▶ [Recorded data]
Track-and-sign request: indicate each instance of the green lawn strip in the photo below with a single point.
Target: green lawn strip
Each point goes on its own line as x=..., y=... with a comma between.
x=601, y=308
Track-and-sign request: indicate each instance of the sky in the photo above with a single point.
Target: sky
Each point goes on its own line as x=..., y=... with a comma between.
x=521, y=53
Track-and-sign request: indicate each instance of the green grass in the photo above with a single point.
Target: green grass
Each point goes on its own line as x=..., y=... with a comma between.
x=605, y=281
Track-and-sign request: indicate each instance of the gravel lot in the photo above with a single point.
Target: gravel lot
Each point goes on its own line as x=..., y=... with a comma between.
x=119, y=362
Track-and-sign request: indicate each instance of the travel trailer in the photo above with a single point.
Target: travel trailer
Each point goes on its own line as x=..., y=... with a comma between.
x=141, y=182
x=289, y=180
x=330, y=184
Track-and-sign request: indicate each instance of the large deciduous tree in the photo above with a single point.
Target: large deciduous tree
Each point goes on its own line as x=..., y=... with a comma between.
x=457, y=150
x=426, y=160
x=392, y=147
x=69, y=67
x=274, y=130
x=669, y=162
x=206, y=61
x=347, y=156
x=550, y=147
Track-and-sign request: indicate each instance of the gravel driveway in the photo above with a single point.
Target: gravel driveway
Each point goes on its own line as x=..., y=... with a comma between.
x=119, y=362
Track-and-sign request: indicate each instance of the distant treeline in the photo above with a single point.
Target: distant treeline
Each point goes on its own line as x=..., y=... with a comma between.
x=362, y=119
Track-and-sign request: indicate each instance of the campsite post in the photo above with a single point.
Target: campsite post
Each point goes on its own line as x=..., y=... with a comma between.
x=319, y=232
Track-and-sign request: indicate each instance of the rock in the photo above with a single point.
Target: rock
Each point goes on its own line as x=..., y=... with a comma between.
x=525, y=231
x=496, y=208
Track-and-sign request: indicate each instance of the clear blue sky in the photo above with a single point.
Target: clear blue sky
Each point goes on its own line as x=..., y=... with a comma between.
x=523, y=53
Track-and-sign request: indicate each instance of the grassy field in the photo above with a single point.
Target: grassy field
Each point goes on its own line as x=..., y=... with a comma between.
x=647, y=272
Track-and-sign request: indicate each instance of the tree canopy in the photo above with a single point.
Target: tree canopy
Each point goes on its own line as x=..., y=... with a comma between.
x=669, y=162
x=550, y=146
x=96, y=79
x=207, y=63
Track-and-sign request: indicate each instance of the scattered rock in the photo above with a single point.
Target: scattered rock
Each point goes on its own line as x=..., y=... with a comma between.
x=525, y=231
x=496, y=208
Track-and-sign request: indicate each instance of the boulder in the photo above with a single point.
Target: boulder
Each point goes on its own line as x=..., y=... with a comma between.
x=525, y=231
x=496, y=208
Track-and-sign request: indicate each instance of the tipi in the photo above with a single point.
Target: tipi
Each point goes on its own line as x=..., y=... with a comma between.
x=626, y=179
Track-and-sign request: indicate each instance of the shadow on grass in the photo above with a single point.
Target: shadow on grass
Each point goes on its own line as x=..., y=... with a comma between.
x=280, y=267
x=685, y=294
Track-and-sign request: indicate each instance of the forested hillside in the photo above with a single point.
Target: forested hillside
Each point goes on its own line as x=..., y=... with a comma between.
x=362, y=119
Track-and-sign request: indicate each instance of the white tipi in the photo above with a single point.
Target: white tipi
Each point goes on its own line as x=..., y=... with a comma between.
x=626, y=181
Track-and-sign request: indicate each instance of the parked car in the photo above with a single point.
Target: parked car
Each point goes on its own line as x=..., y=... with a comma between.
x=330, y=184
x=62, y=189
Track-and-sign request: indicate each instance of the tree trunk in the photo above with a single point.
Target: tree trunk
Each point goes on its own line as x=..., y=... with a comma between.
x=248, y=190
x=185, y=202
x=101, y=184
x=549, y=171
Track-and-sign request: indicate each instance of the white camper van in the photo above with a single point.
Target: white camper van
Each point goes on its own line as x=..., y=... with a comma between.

▶ [Your instructions] Take the entries above and copy them out exactly.

▶ [Exercise output]
Track-and-sign request: indicate each instance of the green lawn strip in the photo below with a single point.
Target: green lawn strip
Each point goes on its own line as x=..., y=... with a comma between.
x=601, y=308
Track-and-sign request: indicate each instance of the sky in the photo above with a single point.
Target: sky
Each point goes on its own line as x=..., y=... with a comma between.
x=521, y=53
Track-and-sign request: indicate each instance of the green grass in the photo above with a single point.
Target: green grass
Each point goes on its own line as x=..., y=... with a comma between.
x=605, y=281
Track-and-sign request: indicate each instance of the gravel lot in the photo above with a single point.
Target: gravel lot
Each point goes on its own line as x=..., y=... with a comma between.
x=119, y=362
Track-and-sign request: indicate each instance of the travel trailer in the photo above with a single point.
Target: travel trailer
Each point goes on its own line as x=..., y=... with a comma between.
x=141, y=182
x=289, y=180
x=330, y=184
Track-and-sign request: indicate each instance of the large deciduous tree in the photo above with a single point.
Target: large deciduous tree
Each point goes on its own line as x=..., y=... with a comma between.
x=457, y=150
x=426, y=160
x=392, y=147
x=69, y=67
x=274, y=130
x=669, y=162
x=206, y=61
x=347, y=156
x=550, y=147
Track-and-sign request: indicate each instance of the gravel driveway in the photo above with a single point.
Target: gravel driveway
Each point goes on its own line as x=..., y=... with a comma between.
x=119, y=362
Track-and-sign request: indicate each instance of the distant treeline in the photo above with a single point.
Target: distant treeline
Each point goes on its own line as x=..., y=... with a comma between.
x=362, y=119
Track-and-sign request: indicate each instance of the campsite post in the photo above with a single point.
Target: campsite post
Each point goes on its own line as x=..., y=... with a comma between.
x=319, y=232
Track-and-sign request: indicate each instance of the rock in the photo above with a single point.
Target: rock
Each point goes on its own line as x=..., y=... with a comma between.
x=525, y=231
x=496, y=208
Track-and-sign request: indicate each instance of the clear blue sky in the photo above with a single point.
Target: clear blue sky
Each point goes on its own line as x=..., y=... with a comma between.
x=523, y=53
Track-and-sign request: indicate each instance of the grassy field in the photo above with a single point.
Target: grassy field
Each point goes on its own line as x=..., y=... with a comma between.
x=647, y=272
Track-and-sign request: indicate each instance of the tree canopy in the photo above with a single point.
Target: tree canopy
Each point goes on its own line as x=..., y=... with a comma between.
x=669, y=162
x=550, y=146
x=96, y=79
x=207, y=63
Track-and-sign request: indicate each instance of the scattered rock in the photo above with a single point.
Target: scattered rock
Each point goes on its own line as x=..., y=... with a comma between.
x=525, y=231
x=496, y=208
Track-and-sign request: indicate each instance of the boulder in the photo above with a single point.
Target: boulder
Each point goes on its own line as x=..., y=... with a comma between.
x=525, y=231
x=496, y=208
Track-and-sign request: indicate each instance of the tipi in the photo above with a single point.
Target: tipi
Each point goes on its own line as x=..., y=... with a comma between.
x=626, y=179
Track-and-sign request: indicate each instance of the shadow on grass in the photo above with a single point.
Target: shadow on grass
Each point goes on its own line as x=..., y=... with a comma between.
x=280, y=267
x=685, y=294
Track-and-sign request: indicate each instance of the forested hillside in the photo above with a single point.
Target: forested hillside
Each point goes on its own line as x=..., y=... with a comma between.
x=362, y=119
Track-and-sign request: indicate each instance of the white tipi in the photo above with a single point.
Target: white tipi
Each point goes on its own line as x=..., y=... with a comma between.
x=626, y=181
Track-and-sign request: indicate each instance of the parked car in the photo above with a single point.
Target: parked car
Each point goes on its own line as x=..., y=... with a comma between.
x=330, y=184
x=62, y=189
Track-and-sign request: indicate each instance of the tree trunk in the photo above with a single point.
Target: tree trunk
Each point goes on its own line as x=..., y=... with a comma between.
x=248, y=190
x=185, y=202
x=101, y=184
x=549, y=171
Track-and-sign request: indicate each instance of the white camper van in the photo above with a single point.
Target: white camper van
Each point goes on its own line as x=..., y=... with a comma between.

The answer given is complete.